Source text:

[BEGIN]

## Get GHCND data
This script adapts the module created here: https://github.com/scotthosking/get-station-data. It allows easy access to and processing of GHCN historical daily data from >100,000 weather stations across the globe. 

Try git-cloning this repo and installing these packages, following the directions in the ReadMe file.

In [None]:
# -*- coding: utf-8 -*-
"""
Created on Jan 24 2022
Updated on Sep 13 2024

@author: Nora Connor
"""

import os
import pandas as pd
import datetime 
import requests
from io import StringIO

#Make sure you git clone the get-station-data Github repo before you run these lines of code:
from get_station_data import ghcnd
import get_station_data.util as ghcn_utils

#Edit this line to point to your preferred output directory:
output_directory = r'{Add_Your_Output_Directory}'

In [None]:
def get_weather_data(site,url):
   
    try:
        r = requests.get(url)

[END]

Supplied information:
[BEGIN]

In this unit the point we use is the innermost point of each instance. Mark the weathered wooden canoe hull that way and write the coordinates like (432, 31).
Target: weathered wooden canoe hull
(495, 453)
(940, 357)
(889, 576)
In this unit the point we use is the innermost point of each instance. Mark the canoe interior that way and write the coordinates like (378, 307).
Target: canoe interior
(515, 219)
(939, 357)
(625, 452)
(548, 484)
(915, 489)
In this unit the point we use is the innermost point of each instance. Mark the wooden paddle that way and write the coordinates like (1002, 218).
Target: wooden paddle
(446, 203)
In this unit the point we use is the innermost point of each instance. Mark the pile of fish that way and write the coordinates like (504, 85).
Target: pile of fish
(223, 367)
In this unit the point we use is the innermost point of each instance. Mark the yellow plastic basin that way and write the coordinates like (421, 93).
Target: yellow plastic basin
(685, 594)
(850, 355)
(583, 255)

[END]

Written task: In the GHCND data text, list every module brought in by a statement beginning with the word "import", not "from". Rely only on the text about getting GHCND data for the following work.

Task response:
- os
- pandas
- datetime
- requests
- get_station_data.util